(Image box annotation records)

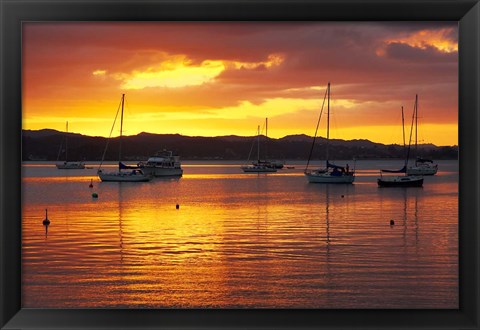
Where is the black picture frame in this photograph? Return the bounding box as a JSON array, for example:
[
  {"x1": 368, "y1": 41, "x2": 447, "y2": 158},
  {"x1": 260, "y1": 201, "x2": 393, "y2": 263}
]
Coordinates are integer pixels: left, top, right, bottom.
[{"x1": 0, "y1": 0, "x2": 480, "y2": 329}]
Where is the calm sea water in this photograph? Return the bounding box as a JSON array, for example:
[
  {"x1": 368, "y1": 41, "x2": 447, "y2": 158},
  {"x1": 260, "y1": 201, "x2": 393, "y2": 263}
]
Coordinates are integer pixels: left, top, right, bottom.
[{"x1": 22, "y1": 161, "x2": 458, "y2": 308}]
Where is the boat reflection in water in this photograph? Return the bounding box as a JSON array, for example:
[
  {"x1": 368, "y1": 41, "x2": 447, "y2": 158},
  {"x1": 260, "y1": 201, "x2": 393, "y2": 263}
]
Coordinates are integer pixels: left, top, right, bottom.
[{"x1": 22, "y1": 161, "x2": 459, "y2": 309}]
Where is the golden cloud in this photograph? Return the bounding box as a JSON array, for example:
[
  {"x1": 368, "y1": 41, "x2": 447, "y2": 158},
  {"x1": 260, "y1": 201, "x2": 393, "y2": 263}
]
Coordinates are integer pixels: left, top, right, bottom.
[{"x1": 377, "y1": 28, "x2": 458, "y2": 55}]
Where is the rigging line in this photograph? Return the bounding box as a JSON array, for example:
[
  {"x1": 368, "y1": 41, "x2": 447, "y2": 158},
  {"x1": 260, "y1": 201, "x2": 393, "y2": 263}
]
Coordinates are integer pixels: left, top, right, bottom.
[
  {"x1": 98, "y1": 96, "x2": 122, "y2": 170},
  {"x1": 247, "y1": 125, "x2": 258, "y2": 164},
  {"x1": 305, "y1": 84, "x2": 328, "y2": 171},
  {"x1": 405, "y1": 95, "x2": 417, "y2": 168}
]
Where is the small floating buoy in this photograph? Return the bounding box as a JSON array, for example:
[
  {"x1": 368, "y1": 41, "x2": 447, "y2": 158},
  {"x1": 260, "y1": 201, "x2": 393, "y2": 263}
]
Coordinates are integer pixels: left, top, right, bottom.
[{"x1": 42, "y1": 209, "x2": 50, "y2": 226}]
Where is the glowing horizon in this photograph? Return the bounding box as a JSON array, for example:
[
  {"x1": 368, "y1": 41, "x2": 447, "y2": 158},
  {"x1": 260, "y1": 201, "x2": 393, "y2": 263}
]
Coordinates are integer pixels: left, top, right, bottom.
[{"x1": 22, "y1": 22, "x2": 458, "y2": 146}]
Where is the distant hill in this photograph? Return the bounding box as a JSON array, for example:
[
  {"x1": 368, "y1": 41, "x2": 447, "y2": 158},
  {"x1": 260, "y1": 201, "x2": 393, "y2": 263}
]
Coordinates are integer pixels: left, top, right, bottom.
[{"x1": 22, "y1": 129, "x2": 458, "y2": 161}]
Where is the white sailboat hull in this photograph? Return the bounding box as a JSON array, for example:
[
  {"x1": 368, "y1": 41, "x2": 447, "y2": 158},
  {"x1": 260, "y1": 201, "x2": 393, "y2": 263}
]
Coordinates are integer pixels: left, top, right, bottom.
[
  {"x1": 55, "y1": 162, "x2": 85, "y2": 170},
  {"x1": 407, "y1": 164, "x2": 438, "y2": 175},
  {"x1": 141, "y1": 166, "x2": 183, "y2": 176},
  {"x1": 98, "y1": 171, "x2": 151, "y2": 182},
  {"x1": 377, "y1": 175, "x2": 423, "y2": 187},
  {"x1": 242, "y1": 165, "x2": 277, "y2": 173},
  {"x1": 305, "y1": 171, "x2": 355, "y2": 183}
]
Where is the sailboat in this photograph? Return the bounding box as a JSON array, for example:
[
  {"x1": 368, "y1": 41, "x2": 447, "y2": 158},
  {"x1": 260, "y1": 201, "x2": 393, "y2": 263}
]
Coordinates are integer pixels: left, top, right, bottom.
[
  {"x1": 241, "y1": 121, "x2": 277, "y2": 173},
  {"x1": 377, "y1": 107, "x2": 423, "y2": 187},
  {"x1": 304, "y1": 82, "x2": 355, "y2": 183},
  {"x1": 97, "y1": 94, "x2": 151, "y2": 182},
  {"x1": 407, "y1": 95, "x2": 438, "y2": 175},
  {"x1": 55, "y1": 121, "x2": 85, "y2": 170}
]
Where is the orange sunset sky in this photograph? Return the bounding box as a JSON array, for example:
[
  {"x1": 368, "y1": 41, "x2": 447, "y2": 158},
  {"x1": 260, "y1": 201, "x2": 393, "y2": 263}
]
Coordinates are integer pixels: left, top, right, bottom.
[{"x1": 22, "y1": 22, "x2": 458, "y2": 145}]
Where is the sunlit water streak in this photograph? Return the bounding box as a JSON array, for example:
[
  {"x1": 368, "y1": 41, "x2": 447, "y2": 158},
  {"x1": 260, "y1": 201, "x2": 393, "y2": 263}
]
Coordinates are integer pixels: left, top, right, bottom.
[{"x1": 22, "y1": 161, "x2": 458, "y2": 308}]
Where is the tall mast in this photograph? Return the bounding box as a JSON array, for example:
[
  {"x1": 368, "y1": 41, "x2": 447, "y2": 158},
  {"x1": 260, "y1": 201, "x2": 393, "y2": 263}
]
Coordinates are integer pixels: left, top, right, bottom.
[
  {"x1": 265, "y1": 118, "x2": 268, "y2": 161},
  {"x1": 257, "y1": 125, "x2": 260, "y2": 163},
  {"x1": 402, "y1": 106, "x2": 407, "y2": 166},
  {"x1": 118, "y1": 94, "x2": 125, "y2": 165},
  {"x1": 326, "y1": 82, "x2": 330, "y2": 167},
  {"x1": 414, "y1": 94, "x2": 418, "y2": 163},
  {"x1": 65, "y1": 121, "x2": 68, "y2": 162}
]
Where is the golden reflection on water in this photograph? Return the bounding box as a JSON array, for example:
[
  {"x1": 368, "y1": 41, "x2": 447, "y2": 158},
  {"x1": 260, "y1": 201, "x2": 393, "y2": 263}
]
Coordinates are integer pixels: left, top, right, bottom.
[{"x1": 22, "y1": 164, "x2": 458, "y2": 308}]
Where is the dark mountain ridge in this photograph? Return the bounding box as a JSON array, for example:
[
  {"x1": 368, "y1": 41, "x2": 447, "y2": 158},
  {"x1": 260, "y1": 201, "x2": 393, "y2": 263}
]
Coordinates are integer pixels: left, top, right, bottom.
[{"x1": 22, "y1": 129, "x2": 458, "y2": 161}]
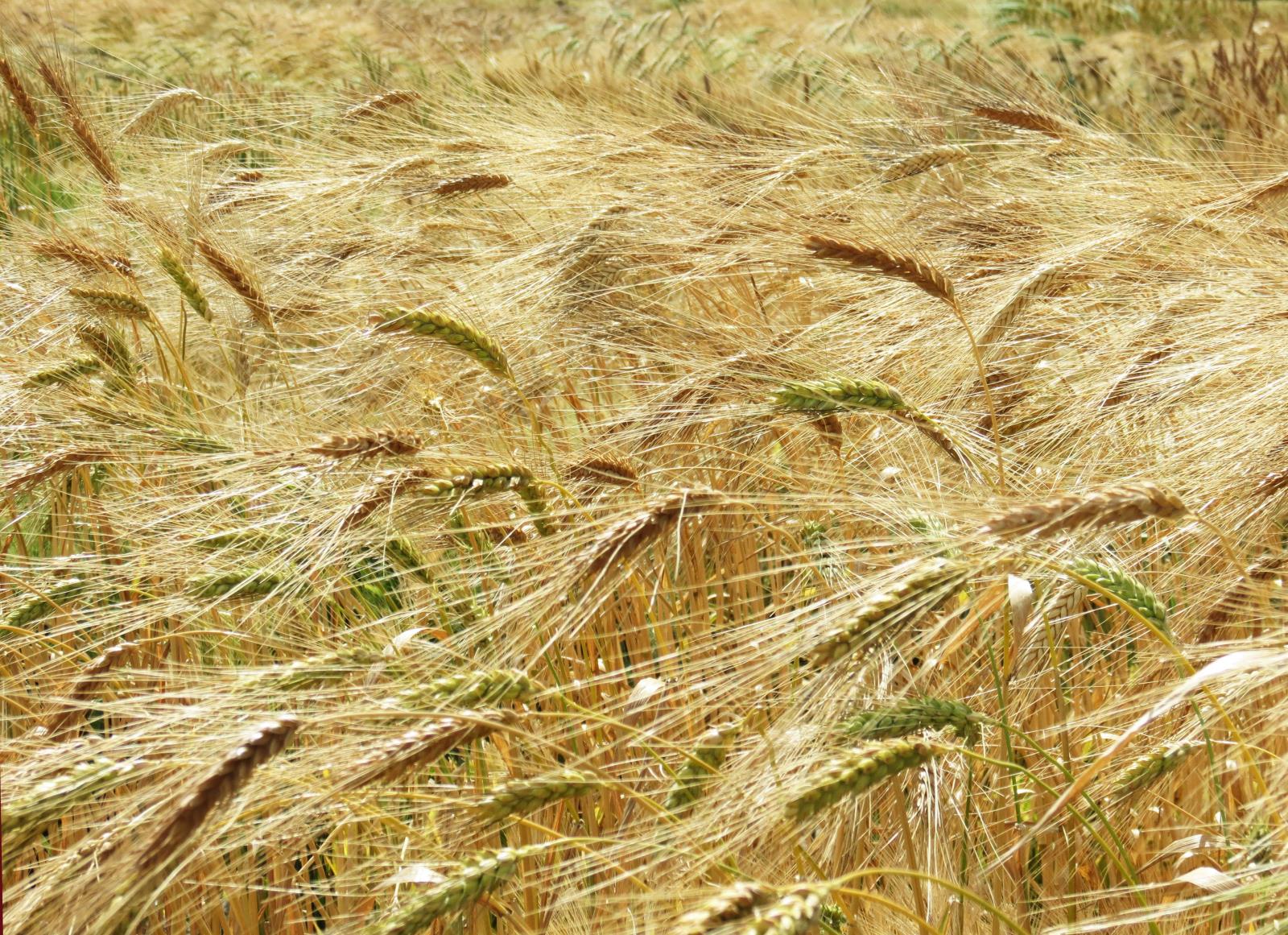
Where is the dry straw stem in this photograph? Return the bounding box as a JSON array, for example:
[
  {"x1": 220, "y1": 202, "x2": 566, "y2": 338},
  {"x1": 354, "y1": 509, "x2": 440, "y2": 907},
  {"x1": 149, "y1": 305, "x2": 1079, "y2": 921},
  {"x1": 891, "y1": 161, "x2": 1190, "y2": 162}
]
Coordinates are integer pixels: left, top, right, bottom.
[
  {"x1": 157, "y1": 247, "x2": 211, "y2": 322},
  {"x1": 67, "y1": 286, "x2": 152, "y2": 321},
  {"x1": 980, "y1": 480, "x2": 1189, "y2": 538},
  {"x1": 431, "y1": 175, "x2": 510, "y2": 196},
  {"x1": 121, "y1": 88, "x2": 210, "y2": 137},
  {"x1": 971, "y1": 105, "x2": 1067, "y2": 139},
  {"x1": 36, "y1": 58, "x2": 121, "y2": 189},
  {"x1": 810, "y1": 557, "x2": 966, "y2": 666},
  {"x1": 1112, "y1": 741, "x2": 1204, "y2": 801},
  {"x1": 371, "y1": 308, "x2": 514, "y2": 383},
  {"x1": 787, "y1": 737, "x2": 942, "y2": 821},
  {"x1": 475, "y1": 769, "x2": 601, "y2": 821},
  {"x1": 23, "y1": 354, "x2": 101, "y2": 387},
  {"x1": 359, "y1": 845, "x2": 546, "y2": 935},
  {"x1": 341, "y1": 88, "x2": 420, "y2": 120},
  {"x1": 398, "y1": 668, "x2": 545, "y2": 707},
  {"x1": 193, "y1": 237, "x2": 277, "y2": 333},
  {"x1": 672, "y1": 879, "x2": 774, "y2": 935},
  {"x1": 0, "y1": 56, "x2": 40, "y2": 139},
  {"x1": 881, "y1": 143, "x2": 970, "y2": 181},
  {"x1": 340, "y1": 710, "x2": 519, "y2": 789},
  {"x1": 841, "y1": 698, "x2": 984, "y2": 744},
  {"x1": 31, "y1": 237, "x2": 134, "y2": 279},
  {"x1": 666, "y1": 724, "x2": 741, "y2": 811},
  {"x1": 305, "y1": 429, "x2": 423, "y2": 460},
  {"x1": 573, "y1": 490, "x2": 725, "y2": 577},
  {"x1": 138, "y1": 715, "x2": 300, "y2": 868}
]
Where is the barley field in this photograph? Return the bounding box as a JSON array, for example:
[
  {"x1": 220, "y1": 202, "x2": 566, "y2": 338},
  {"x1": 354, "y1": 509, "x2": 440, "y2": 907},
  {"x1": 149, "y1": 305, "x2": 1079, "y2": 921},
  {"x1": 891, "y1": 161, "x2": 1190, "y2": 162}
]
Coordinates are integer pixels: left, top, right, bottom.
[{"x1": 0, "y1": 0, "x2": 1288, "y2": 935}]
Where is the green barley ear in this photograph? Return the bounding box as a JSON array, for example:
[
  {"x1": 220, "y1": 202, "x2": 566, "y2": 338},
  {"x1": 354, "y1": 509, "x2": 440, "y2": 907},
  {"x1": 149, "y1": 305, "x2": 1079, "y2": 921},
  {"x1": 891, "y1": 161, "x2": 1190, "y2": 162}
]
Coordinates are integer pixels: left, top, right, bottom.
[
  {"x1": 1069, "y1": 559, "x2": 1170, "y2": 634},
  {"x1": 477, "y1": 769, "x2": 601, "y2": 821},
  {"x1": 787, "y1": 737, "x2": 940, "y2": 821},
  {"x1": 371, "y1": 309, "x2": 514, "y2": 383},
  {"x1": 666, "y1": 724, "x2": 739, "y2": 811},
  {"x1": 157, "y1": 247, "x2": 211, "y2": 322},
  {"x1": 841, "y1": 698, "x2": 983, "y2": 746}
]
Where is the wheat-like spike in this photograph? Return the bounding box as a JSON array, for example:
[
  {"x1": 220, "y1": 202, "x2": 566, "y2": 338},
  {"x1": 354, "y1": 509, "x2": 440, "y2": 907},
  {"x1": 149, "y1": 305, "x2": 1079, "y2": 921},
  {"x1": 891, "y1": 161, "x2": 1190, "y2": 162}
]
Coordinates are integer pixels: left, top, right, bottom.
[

◆ GIVEN REQUEST
Select every line of the data above that contains the string "water", and copy each one. Matching is case-sensitive.

◆ TASK SOLUTION
Where is the calm sea water in this photograph? Return the bounding box as a JSON array, for example:
Where is the boat reflection in water in this photograph? Return the bounding box as a JSON array, for example:
Where is the sunlit water streak in this photograph? Return the bounding box as a JSON array, for example:
Where is the golden reflection on water in this photograph? Return the bounding box as a JSON array, for example:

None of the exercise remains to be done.